Stored data entries
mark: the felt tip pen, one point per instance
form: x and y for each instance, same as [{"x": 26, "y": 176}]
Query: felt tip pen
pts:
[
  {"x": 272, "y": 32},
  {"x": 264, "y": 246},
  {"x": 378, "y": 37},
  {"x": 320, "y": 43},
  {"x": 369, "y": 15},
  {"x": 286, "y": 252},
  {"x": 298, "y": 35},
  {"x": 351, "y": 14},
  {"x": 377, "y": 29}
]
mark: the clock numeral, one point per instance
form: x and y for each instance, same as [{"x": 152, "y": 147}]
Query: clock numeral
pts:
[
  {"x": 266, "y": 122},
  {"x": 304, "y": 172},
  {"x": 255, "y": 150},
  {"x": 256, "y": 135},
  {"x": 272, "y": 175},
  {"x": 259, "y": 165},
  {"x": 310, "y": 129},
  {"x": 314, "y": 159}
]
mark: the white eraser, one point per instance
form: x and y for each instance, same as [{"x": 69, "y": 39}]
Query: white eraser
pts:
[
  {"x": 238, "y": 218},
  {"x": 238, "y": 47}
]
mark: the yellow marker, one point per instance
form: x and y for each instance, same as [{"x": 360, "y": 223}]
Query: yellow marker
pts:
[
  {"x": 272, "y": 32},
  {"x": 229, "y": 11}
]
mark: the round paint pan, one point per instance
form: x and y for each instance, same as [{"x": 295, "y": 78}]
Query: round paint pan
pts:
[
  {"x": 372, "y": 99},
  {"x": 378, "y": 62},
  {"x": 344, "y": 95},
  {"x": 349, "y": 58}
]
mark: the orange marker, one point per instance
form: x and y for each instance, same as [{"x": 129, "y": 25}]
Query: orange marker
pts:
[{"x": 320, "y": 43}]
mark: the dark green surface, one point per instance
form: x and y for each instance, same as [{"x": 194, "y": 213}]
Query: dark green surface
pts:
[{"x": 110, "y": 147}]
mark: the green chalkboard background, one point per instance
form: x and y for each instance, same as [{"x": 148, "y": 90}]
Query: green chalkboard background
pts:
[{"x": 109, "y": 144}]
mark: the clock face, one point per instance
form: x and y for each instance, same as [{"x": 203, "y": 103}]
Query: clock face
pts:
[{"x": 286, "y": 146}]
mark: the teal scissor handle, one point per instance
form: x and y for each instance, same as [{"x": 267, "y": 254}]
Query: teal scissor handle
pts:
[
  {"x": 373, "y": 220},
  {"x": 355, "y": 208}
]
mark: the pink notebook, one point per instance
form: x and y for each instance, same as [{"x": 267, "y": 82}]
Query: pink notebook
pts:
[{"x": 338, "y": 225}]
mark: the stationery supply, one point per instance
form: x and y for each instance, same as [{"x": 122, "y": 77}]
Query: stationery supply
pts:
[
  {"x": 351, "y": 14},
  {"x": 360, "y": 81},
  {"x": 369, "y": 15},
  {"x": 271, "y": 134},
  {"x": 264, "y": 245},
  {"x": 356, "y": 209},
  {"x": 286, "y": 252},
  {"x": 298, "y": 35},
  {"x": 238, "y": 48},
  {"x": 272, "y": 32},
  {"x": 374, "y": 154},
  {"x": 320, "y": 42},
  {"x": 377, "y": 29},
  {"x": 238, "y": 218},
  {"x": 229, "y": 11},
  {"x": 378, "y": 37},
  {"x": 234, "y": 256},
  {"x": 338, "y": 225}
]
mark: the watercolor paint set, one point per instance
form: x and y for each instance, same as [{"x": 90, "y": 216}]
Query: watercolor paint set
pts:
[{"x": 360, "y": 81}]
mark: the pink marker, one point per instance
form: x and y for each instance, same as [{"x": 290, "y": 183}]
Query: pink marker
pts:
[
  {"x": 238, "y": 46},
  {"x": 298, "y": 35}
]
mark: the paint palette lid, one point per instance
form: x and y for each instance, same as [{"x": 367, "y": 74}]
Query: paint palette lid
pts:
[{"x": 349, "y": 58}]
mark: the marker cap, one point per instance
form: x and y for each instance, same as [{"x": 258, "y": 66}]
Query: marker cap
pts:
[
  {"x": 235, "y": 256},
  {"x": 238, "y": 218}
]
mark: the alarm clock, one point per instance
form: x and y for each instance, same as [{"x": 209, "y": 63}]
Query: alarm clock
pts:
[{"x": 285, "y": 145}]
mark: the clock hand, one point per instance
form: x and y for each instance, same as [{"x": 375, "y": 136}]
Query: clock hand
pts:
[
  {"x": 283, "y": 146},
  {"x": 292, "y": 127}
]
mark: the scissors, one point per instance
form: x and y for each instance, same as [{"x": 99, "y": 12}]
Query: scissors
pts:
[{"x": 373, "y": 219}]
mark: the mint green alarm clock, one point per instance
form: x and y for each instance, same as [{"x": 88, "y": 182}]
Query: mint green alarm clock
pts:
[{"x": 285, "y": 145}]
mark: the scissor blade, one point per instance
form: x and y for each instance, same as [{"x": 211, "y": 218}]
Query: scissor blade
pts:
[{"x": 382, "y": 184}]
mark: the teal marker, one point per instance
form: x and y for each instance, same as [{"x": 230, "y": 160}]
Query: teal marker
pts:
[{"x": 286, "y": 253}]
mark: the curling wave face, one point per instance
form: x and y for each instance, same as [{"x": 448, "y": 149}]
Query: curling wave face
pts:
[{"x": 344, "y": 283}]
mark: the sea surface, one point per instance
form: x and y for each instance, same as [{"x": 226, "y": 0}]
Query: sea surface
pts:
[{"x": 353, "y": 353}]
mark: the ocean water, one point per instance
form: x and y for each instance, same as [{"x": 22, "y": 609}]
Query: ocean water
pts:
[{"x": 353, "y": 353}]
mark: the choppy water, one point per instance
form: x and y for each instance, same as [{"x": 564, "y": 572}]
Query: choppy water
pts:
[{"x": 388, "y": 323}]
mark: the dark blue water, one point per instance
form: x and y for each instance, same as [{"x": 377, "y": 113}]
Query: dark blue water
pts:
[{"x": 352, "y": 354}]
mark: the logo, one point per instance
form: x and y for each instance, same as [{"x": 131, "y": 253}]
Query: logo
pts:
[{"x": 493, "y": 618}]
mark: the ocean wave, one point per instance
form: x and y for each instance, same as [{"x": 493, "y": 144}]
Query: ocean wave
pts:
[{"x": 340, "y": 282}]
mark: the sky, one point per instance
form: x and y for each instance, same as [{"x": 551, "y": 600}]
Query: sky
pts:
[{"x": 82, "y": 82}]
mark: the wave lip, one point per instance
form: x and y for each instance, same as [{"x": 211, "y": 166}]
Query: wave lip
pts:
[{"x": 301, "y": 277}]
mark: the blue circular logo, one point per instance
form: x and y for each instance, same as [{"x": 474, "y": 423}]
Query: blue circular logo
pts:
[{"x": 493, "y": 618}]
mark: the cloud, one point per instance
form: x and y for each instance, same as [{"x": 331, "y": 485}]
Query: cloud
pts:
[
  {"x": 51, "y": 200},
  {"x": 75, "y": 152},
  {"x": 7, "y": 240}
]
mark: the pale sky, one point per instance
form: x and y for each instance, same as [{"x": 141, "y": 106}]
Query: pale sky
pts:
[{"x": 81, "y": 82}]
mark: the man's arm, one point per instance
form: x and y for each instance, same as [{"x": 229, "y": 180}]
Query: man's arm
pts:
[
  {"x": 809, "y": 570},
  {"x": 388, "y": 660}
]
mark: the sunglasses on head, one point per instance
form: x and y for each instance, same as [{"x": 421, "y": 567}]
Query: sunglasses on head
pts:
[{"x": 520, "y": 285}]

Required work
Exactly the lines from the one containing "mark: the logo, one point per instance" through the end of the records above should be returned, with both ends kept.

Answer below
mark: the logo, one point per instance
form: x and y for each instance, same as [{"x": 131, "y": 253}]
Query: logo
pts:
[{"x": 493, "y": 618}]
mark: the ocean wave, one point per instance
form: x and y for each instance, same as [{"x": 493, "y": 144}]
Query: ocean wave
pts:
[{"x": 340, "y": 282}]
mark: the sky, one point per instance
form: x and y for each instance, same as [{"x": 551, "y": 600}]
Query: sky
pts:
[{"x": 82, "y": 82}]
mark: the wave lip, one point per instance
form: x and y for each instance, same as [{"x": 211, "y": 166}]
Query: wave lip
pts:
[{"x": 301, "y": 277}]
mark: the blue circular logo, one point per instance
form: x and y for each instance, same as [{"x": 474, "y": 423}]
Query: blue circular logo
pts:
[{"x": 493, "y": 618}]
mark: the cloud, one point per instance
form: x and y for each instance, same as [{"x": 331, "y": 485}]
Query: cloud
pts:
[
  {"x": 51, "y": 200},
  {"x": 75, "y": 152},
  {"x": 7, "y": 240}
]
mark: the pale sky, one point per instance
form: x and y for each instance, same as [{"x": 141, "y": 106}]
Query: pale sky
pts:
[{"x": 81, "y": 82}]
mark: the man's arm, one point per instance
form: x and y for each instance, same as [{"x": 229, "y": 180}]
Query: man's arm
pts:
[
  {"x": 809, "y": 570},
  {"x": 388, "y": 660}
]
mark: the sunglasses on head, one point per instance
form: x and y for each instance, same as [{"x": 421, "y": 567}]
Query: sunglasses on head
pts:
[{"x": 520, "y": 285}]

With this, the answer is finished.